[WORK TO COMPLETE] Lines before the one containing "For this drill the class indicates the jacket pocket" are left out; that line and all after it, through the end of the records, must be transcribed exactly.

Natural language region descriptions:
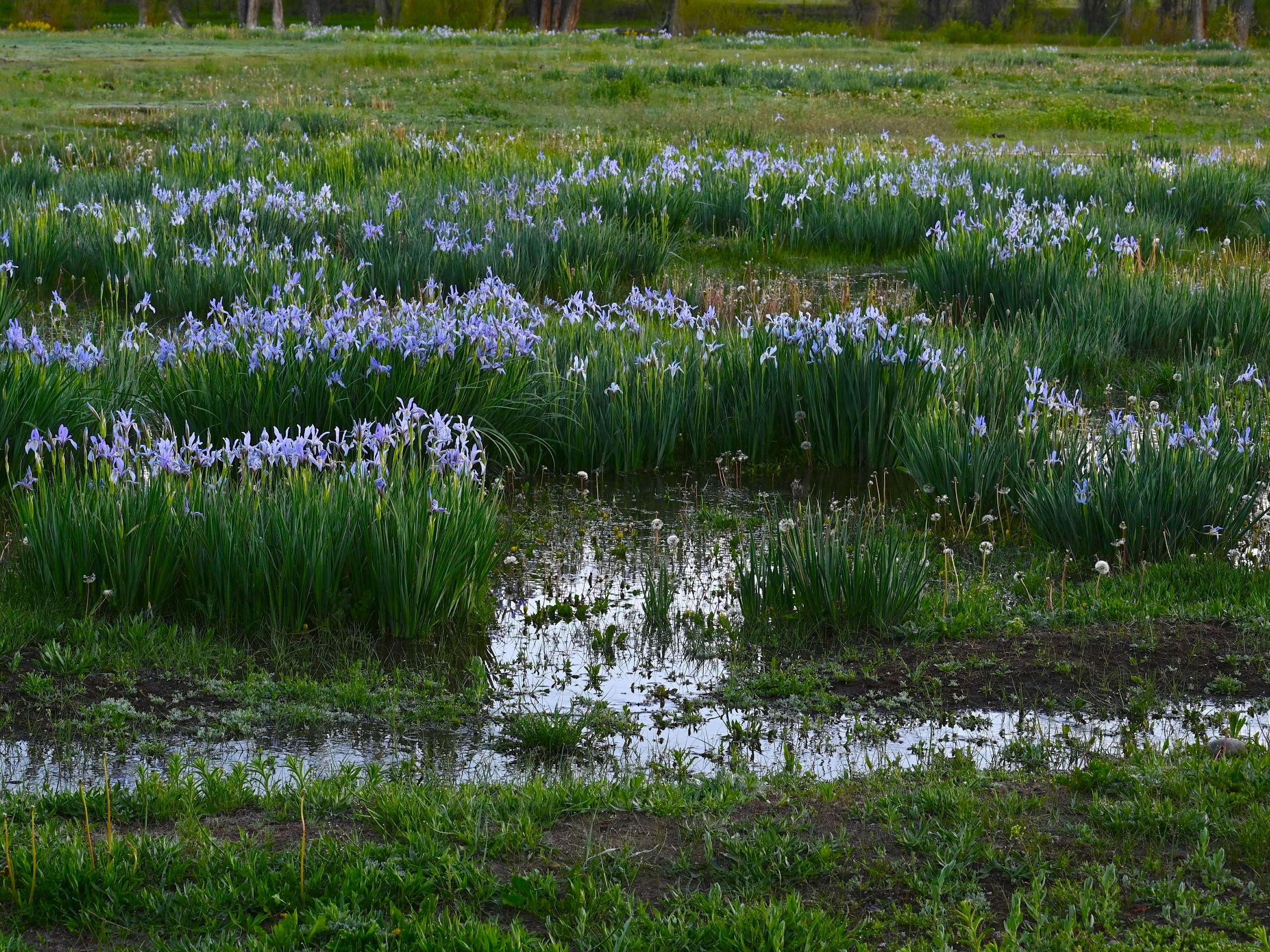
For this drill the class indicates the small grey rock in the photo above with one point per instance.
(1227, 747)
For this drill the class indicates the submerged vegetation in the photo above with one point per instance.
(736, 537)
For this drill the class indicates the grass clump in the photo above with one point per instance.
(1148, 489)
(385, 525)
(833, 570)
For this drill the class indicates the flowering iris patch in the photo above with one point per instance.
(386, 525)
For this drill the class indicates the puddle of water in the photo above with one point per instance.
(844, 747)
(571, 633)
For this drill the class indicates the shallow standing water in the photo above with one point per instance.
(571, 634)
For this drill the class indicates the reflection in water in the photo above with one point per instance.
(571, 633)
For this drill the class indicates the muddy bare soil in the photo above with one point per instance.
(1058, 668)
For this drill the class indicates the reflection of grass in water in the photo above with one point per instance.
(658, 595)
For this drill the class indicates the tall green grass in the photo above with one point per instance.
(832, 570)
(285, 547)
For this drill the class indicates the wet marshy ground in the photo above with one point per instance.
(616, 644)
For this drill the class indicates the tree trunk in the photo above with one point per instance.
(570, 13)
(1245, 22)
(556, 16)
(671, 17)
(1199, 21)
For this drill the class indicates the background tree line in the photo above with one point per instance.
(1132, 21)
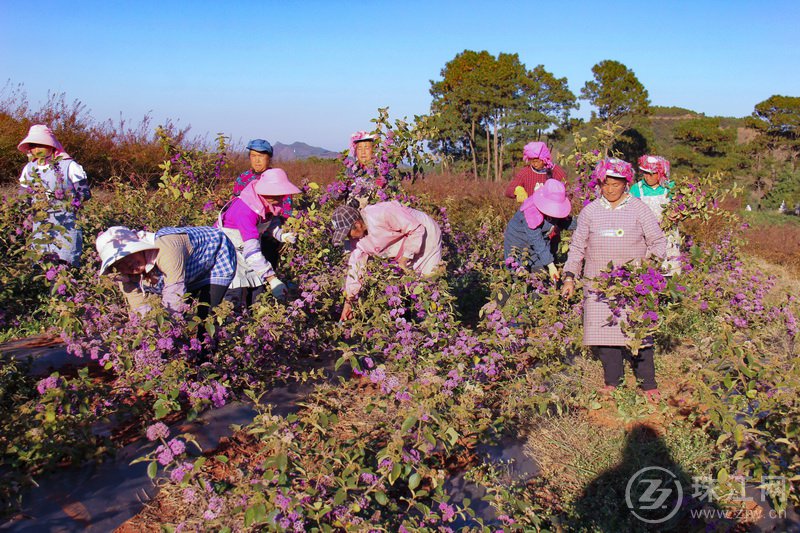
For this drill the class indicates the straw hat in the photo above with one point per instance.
(118, 242)
(40, 134)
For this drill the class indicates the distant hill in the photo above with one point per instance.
(298, 150)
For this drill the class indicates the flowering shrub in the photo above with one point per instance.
(398, 156)
(697, 199)
(428, 369)
(639, 297)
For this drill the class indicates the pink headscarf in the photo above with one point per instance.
(655, 164)
(533, 216)
(251, 198)
(616, 168)
(41, 134)
(538, 150)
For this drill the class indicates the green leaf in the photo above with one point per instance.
(408, 423)
(340, 496)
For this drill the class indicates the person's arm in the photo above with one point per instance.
(79, 182)
(577, 253)
(255, 259)
(172, 259)
(137, 300)
(539, 247)
(653, 234)
(356, 264)
(515, 182)
(399, 220)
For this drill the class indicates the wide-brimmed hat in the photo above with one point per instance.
(551, 199)
(260, 145)
(655, 164)
(343, 219)
(40, 134)
(613, 167)
(274, 182)
(118, 242)
(537, 150)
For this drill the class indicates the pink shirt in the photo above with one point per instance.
(241, 217)
(394, 231)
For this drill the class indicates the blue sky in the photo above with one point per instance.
(315, 71)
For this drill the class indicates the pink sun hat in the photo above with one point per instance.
(551, 199)
(537, 150)
(275, 182)
(41, 134)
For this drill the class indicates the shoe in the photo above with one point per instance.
(653, 395)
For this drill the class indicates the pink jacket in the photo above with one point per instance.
(394, 231)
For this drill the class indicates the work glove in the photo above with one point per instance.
(278, 288)
(553, 271)
(288, 236)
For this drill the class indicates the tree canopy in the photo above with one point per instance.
(485, 106)
(615, 91)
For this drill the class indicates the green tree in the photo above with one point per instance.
(615, 91)
(704, 144)
(484, 104)
(778, 117)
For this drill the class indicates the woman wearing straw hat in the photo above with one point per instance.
(538, 169)
(529, 232)
(172, 262)
(615, 228)
(257, 210)
(52, 171)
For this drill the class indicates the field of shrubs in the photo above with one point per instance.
(428, 372)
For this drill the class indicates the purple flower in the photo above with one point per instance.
(447, 512)
(177, 446)
(652, 315)
(159, 430)
(179, 472)
(46, 384)
(164, 455)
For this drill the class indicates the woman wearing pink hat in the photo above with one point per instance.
(540, 168)
(616, 228)
(389, 230)
(654, 190)
(529, 232)
(257, 210)
(54, 173)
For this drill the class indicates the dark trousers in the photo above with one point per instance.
(613, 359)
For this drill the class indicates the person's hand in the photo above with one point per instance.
(278, 288)
(347, 311)
(568, 289)
(553, 271)
(288, 236)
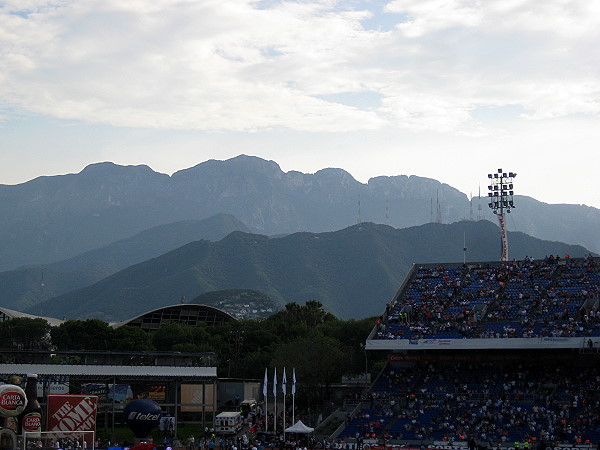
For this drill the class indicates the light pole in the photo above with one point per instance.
(364, 348)
(500, 197)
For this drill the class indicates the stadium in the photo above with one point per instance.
(500, 354)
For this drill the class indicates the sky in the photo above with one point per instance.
(445, 89)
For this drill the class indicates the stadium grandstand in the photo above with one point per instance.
(489, 354)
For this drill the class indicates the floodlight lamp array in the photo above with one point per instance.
(501, 191)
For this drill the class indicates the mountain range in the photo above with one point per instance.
(28, 285)
(353, 271)
(54, 218)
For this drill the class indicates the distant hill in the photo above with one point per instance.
(240, 303)
(353, 272)
(54, 218)
(25, 287)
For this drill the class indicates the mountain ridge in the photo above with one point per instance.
(353, 271)
(54, 218)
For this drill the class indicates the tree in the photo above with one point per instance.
(131, 338)
(319, 361)
(26, 333)
(90, 334)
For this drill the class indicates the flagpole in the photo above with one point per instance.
(283, 389)
(275, 401)
(265, 392)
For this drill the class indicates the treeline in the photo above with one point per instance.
(319, 346)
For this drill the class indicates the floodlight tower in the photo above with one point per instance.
(500, 201)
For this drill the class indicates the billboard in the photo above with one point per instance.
(71, 412)
(195, 396)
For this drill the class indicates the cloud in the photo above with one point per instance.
(247, 65)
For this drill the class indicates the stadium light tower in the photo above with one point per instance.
(500, 197)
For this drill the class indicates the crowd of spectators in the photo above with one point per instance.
(490, 402)
(554, 297)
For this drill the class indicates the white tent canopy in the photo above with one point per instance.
(299, 427)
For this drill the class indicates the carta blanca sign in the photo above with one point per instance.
(72, 412)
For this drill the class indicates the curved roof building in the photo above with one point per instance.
(184, 313)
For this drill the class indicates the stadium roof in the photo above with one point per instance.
(185, 313)
(170, 372)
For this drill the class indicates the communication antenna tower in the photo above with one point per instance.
(500, 197)
(42, 296)
(471, 208)
(387, 212)
(479, 212)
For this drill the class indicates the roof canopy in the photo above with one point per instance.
(111, 371)
(299, 427)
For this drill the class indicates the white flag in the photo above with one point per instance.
(283, 383)
(265, 382)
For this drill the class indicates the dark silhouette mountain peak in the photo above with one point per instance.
(241, 164)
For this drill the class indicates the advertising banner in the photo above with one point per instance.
(194, 397)
(156, 392)
(71, 412)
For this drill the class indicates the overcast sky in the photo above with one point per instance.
(447, 89)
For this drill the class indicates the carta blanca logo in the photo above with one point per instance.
(134, 415)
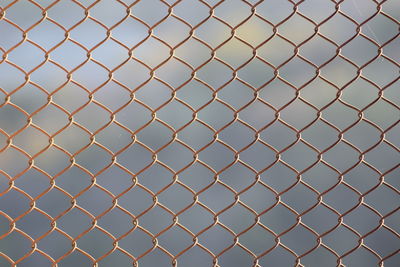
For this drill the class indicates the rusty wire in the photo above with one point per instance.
(175, 257)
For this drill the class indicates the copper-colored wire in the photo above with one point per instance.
(196, 160)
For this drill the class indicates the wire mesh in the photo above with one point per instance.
(199, 133)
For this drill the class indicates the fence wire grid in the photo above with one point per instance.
(199, 133)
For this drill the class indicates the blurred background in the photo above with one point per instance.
(90, 93)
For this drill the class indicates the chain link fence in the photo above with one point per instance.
(199, 133)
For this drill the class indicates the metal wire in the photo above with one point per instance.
(112, 115)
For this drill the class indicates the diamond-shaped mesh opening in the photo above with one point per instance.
(199, 133)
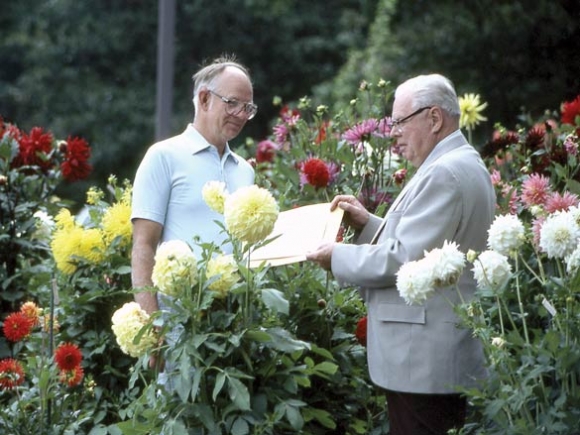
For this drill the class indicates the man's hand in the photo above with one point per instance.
(322, 255)
(355, 215)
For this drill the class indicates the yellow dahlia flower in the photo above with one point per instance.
(226, 270)
(117, 222)
(214, 194)
(94, 195)
(175, 268)
(91, 246)
(127, 323)
(70, 242)
(65, 242)
(471, 109)
(64, 219)
(250, 214)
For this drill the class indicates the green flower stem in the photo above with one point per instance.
(541, 277)
(520, 303)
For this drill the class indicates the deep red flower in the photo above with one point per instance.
(322, 132)
(315, 172)
(76, 166)
(265, 151)
(67, 356)
(72, 377)
(499, 143)
(400, 176)
(361, 331)
(17, 326)
(11, 374)
(34, 149)
(570, 110)
(30, 310)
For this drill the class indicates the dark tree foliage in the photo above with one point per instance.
(519, 55)
(89, 68)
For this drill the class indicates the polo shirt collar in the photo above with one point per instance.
(198, 143)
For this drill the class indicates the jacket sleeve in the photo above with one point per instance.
(428, 215)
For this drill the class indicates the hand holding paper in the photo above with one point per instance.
(299, 231)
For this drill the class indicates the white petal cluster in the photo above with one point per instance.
(492, 270)
(506, 234)
(224, 271)
(559, 234)
(440, 267)
(447, 264)
(573, 262)
(127, 323)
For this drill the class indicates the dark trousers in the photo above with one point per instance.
(425, 414)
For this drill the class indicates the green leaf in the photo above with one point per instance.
(283, 341)
(275, 300)
(326, 367)
(240, 427)
(239, 394)
(219, 383)
(320, 415)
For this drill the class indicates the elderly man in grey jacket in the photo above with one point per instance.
(416, 352)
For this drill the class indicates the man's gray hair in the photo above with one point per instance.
(432, 90)
(207, 76)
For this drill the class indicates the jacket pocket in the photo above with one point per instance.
(401, 313)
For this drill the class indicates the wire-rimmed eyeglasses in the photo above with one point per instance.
(235, 107)
(396, 124)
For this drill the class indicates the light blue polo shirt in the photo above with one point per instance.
(169, 181)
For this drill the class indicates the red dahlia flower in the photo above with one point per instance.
(34, 149)
(11, 374)
(76, 166)
(361, 331)
(67, 356)
(72, 377)
(317, 173)
(266, 150)
(570, 110)
(17, 326)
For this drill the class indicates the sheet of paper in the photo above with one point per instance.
(299, 231)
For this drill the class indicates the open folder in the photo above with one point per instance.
(297, 232)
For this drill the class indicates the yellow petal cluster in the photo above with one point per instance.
(64, 219)
(471, 109)
(214, 194)
(94, 195)
(175, 268)
(127, 323)
(117, 222)
(70, 242)
(250, 214)
(223, 271)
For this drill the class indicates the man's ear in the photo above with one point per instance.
(436, 119)
(204, 97)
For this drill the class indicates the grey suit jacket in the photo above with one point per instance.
(419, 348)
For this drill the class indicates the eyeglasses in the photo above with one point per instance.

[WRITTEN SOLUTION]
For this drill the class indicates the jacket pocket in the photo above with one point per instance.
(401, 313)
For this drill the class indicates the wire-rimmed eyeglasses in the photo above with one point per instance.
(235, 107)
(396, 124)
For this drill the class indicates the light blue polo shirt in the photo above with one point per instance.
(169, 181)
For this drill the class indicates the red dahlia flower in the photo above with one point per instance.
(34, 149)
(11, 374)
(76, 166)
(361, 331)
(67, 356)
(72, 377)
(317, 173)
(266, 150)
(570, 110)
(17, 326)
For this drill the class indicates the sheet of paper in the photo above with one point per instance.
(299, 231)
For this drill the class indicates the open folder in the photo above with one point per instance.
(297, 232)
For this drill the class indicates the yellow petal cluster in the photo above with one point per instance.
(64, 219)
(471, 109)
(214, 194)
(94, 195)
(175, 268)
(127, 323)
(117, 222)
(70, 242)
(250, 214)
(223, 271)
For this drill the class indicates the man's ear in the photo above with one point per instance.
(436, 119)
(204, 97)
For this drill the class indicates the grey suit jacket in the photo above with one point per instance.
(419, 348)
For this drill the class indicates the eyeglasses in the photo above with one point per instance.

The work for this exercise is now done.